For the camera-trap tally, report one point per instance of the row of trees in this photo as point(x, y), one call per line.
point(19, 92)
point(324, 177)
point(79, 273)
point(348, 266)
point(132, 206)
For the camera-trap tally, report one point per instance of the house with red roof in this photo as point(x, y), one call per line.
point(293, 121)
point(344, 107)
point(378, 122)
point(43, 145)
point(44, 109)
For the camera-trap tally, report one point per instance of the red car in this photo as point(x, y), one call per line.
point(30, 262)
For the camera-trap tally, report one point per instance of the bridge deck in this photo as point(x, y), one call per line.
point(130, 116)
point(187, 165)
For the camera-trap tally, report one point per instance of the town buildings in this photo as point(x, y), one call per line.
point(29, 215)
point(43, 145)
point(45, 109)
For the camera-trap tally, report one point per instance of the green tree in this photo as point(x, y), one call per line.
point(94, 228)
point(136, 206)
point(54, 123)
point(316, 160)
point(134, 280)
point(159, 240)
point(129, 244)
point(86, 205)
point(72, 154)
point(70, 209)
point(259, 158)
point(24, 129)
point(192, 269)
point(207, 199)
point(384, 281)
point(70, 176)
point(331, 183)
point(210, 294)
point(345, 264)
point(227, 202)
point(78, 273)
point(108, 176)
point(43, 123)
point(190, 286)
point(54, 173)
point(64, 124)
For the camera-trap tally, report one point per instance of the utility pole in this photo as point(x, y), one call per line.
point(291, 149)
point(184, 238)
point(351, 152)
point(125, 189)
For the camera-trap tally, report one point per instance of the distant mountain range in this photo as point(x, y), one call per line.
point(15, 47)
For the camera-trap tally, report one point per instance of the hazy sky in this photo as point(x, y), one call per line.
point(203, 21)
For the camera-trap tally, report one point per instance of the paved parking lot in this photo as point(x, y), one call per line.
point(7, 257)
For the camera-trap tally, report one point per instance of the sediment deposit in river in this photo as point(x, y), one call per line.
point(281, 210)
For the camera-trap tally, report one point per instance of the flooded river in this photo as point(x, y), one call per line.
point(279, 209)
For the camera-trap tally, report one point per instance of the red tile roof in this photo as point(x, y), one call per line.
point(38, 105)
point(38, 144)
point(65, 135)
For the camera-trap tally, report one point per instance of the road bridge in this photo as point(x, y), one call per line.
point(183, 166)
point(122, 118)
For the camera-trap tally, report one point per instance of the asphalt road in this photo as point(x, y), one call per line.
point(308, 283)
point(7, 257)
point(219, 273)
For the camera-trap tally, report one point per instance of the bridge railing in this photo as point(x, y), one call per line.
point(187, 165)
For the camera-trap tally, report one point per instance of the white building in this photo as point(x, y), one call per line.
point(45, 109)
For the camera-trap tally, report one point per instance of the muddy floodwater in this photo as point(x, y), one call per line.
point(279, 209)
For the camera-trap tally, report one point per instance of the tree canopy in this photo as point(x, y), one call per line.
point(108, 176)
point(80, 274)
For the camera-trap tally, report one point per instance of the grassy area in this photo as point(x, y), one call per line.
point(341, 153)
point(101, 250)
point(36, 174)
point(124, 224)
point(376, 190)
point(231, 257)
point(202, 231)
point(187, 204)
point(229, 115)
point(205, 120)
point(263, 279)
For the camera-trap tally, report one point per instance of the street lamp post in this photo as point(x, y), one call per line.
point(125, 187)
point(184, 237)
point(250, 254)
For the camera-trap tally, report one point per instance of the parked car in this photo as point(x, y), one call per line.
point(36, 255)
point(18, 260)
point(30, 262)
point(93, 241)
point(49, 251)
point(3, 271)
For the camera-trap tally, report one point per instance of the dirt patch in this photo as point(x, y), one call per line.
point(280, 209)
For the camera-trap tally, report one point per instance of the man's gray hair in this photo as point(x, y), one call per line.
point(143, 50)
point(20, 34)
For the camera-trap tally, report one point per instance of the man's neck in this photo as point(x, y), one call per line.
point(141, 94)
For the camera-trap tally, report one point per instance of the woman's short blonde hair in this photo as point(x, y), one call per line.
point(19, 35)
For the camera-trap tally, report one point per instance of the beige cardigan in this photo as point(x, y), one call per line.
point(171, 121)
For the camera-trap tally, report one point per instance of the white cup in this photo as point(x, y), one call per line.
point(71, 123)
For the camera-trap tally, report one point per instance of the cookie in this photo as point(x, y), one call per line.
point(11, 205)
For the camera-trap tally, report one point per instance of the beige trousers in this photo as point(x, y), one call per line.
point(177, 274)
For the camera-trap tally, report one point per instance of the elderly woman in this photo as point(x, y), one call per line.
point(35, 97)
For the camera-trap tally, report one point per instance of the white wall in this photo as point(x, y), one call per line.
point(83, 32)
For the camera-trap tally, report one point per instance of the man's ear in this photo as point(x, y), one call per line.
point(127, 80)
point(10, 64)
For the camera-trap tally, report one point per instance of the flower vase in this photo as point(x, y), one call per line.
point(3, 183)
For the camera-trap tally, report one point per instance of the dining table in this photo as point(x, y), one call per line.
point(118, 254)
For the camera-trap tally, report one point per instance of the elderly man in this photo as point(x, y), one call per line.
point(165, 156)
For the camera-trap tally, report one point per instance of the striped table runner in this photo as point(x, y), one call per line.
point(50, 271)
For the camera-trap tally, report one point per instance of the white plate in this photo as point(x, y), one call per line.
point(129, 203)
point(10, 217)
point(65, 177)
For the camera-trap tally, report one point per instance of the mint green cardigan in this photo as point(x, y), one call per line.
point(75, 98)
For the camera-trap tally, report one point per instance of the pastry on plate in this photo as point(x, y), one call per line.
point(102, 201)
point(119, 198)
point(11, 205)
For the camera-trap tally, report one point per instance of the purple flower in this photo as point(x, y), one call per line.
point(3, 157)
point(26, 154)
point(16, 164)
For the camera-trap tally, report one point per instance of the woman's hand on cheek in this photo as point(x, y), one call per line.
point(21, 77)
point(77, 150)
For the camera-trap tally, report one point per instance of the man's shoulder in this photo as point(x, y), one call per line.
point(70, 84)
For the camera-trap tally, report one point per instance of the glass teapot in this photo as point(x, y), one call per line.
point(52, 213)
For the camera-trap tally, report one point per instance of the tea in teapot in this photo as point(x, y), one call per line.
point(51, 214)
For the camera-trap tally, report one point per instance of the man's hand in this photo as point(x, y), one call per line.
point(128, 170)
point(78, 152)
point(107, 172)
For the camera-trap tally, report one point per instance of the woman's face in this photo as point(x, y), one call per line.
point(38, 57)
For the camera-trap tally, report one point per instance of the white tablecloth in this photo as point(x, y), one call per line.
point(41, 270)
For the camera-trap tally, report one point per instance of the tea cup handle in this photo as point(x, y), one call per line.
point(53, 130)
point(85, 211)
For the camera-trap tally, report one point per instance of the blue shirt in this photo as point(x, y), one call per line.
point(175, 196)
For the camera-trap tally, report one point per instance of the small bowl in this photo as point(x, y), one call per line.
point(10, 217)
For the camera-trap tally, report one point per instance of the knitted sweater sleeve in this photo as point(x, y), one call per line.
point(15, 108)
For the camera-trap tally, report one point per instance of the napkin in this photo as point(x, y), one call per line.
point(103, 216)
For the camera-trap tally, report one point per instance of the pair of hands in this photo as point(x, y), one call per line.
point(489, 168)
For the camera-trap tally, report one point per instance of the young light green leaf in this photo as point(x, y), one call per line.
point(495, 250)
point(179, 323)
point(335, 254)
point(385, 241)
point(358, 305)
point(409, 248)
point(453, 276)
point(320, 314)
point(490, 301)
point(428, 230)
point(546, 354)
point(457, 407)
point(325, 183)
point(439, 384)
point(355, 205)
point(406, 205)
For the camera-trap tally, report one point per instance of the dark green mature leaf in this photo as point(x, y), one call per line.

-- -- --

Return verbatim the lines of the material above, from the line with "the woman's short" up to and including the line with "point(171, 121)".

For the camera-trap tally, report one point per instance of the woman's short blonde hair in this photo as point(x, y), one call per line.
point(19, 35)
For the camera-trap tally, report one point per instance of the beige cardigan in this photo as point(x, y), one call per line.
point(171, 121)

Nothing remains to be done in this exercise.